## Exercise description
Precisely the lines from the one with "Query: ocean" through the end of the data, both included, must make up the response, each restated word for word.

Stored items
※ ※ ※
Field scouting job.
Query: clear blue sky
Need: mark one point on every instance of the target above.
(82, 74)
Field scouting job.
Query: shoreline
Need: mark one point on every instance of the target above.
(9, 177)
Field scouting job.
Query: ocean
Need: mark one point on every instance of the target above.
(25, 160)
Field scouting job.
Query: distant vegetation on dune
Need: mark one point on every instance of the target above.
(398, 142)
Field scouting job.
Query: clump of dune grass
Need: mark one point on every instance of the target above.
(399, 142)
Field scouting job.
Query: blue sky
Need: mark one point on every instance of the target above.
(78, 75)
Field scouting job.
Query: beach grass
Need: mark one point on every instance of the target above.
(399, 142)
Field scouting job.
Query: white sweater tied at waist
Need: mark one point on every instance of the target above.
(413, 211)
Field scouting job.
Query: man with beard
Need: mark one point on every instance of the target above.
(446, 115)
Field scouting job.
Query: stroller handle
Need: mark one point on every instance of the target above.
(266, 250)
※ ※ ※
## Answer for this exercise
Query: ocean
Need: mark one point on every instance of the target above.
(25, 160)
Field scouting job.
Query: distant vegetation on dune
Need: mark one point on every instance of the target above.
(398, 142)
Field scouting job.
Query: clump of dune grass
Need: mark one point on every instance of the target above.
(399, 142)
Field scouting job.
Query: blue sky
Need: mark one point on every instance of the target above.
(78, 75)
Field scouting job.
Query: beach grass
Need: mark one point on every instance of the target above.
(399, 142)
Field scouting job.
Query: white sweater tied at waist
Need: mark one point on every instance of the target above.
(413, 211)
Field scouting job.
Query: man with beard
Need: mark one point on every instance of the target above.
(446, 115)
Field scouting job.
Query: stroller handle
Need: mark one point on every instance of the target above.
(266, 250)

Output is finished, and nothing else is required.